* **Problem to solve**:
Can you copy every item below word for word, leaving the pictures out of your answer?

Box annotations for photos

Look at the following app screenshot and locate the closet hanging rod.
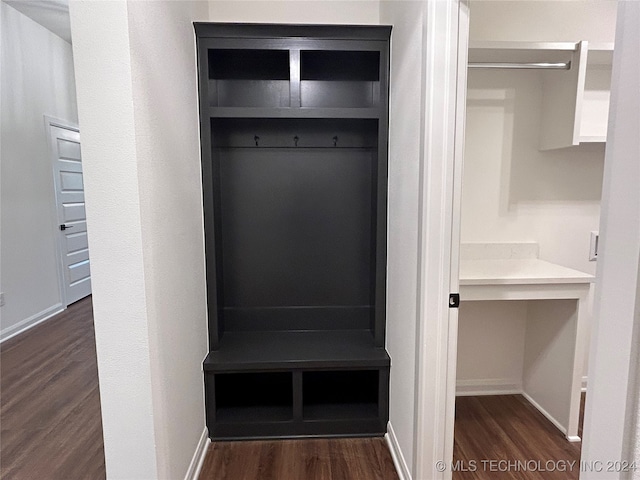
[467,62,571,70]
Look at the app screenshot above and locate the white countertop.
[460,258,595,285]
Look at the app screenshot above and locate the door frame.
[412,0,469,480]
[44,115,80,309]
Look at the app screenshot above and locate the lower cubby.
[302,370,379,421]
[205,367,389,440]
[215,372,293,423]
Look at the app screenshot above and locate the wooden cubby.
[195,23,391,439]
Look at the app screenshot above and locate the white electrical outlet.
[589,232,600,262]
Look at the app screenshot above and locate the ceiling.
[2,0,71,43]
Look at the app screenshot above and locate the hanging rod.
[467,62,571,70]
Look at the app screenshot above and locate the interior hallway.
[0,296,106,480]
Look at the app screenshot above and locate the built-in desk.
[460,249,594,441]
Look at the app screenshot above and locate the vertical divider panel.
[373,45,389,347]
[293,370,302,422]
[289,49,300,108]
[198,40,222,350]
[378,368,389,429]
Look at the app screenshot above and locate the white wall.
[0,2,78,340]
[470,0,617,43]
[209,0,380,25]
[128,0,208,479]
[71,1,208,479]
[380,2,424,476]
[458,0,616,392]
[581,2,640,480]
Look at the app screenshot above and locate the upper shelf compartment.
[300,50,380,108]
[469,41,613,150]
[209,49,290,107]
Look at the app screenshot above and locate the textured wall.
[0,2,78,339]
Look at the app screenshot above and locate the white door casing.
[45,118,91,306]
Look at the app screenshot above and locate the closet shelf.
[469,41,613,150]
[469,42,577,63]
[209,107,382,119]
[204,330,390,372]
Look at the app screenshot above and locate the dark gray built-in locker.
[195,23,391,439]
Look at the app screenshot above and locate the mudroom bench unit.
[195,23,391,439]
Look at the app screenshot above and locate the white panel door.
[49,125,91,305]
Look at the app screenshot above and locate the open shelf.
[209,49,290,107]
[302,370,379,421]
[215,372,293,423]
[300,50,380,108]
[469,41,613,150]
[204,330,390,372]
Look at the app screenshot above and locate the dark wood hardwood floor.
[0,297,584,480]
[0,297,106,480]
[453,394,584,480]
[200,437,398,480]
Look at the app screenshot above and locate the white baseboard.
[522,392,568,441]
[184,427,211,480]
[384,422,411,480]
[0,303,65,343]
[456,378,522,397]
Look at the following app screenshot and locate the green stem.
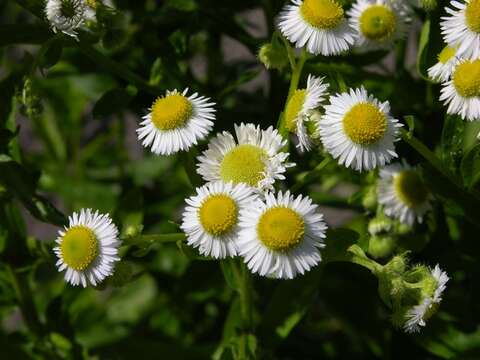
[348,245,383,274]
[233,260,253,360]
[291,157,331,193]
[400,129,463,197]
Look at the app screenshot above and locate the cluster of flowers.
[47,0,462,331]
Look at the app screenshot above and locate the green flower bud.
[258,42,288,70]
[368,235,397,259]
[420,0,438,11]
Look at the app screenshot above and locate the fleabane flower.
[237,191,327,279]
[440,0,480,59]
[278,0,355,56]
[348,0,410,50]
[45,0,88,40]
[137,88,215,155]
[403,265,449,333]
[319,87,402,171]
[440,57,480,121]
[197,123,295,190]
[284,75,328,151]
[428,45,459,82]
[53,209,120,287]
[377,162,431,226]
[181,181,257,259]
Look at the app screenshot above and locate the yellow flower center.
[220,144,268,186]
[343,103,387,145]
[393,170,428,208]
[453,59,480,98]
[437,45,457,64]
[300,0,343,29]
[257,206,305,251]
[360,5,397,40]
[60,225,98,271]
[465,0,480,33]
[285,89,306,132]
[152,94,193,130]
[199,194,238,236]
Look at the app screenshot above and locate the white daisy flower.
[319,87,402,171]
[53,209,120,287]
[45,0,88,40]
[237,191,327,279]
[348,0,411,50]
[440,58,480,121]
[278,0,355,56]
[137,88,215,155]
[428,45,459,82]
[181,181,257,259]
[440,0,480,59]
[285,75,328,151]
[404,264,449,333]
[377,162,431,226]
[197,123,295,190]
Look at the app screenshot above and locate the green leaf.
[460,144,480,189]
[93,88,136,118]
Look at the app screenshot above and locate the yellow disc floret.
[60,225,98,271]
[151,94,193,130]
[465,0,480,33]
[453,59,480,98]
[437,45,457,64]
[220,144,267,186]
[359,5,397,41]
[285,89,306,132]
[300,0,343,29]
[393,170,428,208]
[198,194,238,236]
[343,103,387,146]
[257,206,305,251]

* **Final result**:
Look at the following app screenshot and locate the closet hanging rod.
[467,62,571,70]
Look at the app screenshot above and locate the white countertop.
[460,258,595,285]
Look at the app screenshot above and locate the door frame.
[412,0,469,480]
[44,115,80,309]
Look at the app screenshot above and locate the lower cubby.
[302,370,379,421]
[205,367,389,440]
[215,372,293,423]
Look at the app screenshot above and locate the wooden cubby.
[195,23,391,439]
Look at the app screenshot above and locate the white electrical outlet.
[589,232,600,262]
Look at the app screenshot above and locate the ceiling.
[2,0,71,43]
Look at the app screenshot above and locate the hanging rod.
[467,62,571,70]
Look at the app screenshot above and locate the interior hallway.
[0,296,106,480]
Look at the app screenshot above and locate the built-in desk.
[460,249,594,441]
Look at the app screenshot above and locate the vertical divider panel.
[373,45,389,347]
[293,370,302,422]
[289,49,300,108]
[198,40,222,350]
[378,368,389,429]
Look at the app screenshot above and locate the white wall.
[0,2,78,340]
[470,0,617,43]
[209,0,380,25]
[128,0,208,479]
[71,1,208,479]
[380,2,424,476]
[458,0,616,392]
[581,2,640,480]
Look at the app screenshot above and locate the upper shelf compartment.
[300,50,380,108]
[469,41,613,150]
[209,49,290,107]
Look at the app screenshot above and locate the textured wall.
[0,2,78,339]
Look at the app screenshot above and locate the white door casing.
[45,118,91,306]
Look at the app screenshot above and locate the closet shelf.
[469,41,613,150]
[469,42,577,63]
[209,107,382,119]
[204,330,390,372]
Look at the app screenshot above and locate the dark gray built-in locker.
[195,23,391,439]
Look at the app screenshot above and locate the mudroom bench unit.
[195,23,391,439]
Look at the app screenshot above and locate the white panel door.
[49,125,91,305]
Look at the app screenshot above and locate the open shelf.
[209,49,290,107]
[302,370,379,421]
[215,372,293,423]
[300,50,380,108]
[469,41,613,150]
[204,330,390,372]
Look at the app screenshot above and locate the dark wood hardwood floor.
[0,297,584,480]
[0,297,106,480]
[453,394,584,480]
[200,437,398,480]
Look at the app screenshot above and locate the white baseboard.
[522,392,568,441]
[184,427,211,480]
[384,422,411,480]
[0,303,65,343]
[456,378,522,397]
Look at the following app screenshot and locate the green stem.
[348,245,383,274]
[233,260,253,360]
[291,157,331,193]
[400,129,463,197]
Look at the app screenshot above and locate the cluster of flowers.
[47,0,462,331]
Look at the app screenshot above and locate the green flower bud.
[258,42,288,70]
[368,235,397,259]
[420,0,438,11]
Look at the app screenshot above and locate the fleabane flower.
[237,191,327,279]
[440,0,480,59]
[278,0,355,56]
[348,0,410,50]
[45,0,88,40]
[137,88,215,155]
[403,265,449,333]
[319,87,402,171]
[440,57,480,121]
[197,123,295,190]
[284,75,328,151]
[428,45,459,82]
[53,209,120,287]
[377,162,431,226]
[181,181,257,259]
Look at the app screenshot above and locate the yellow flower center.
[220,144,268,186]
[343,103,387,145]
[393,170,428,208]
[453,59,480,98]
[437,45,457,64]
[300,0,343,29]
[257,206,305,251]
[360,5,397,40]
[60,225,98,271]
[465,0,480,33]
[285,89,306,132]
[152,94,193,130]
[199,194,238,236]
Look at the app screenshot above and locate the white daisy flower.
[319,87,402,171]
[53,209,120,287]
[45,0,88,40]
[237,191,327,279]
[348,0,411,50]
[440,58,480,121]
[278,0,355,56]
[137,88,215,155]
[428,45,459,82]
[181,181,257,259]
[440,0,480,59]
[285,75,328,151]
[404,264,449,333]
[377,162,431,226]
[197,123,295,190]
Look at the app screenshot above and locate the green leaf.
[460,144,480,189]
[93,88,136,118]
Look at the app screenshot above and locate the yellow disc floret.
[60,225,98,271]
[151,94,193,130]
[465,0,480,33]
[453,59,480,98]
[437,45,457,64]
[220,144,267,186]
[359,5,397,41]
[285,89,306,132]
[300,0,343,29]
[393,170,428,208]
[198,194,238,236]
[343,103,387,146]
[257,206,305,251]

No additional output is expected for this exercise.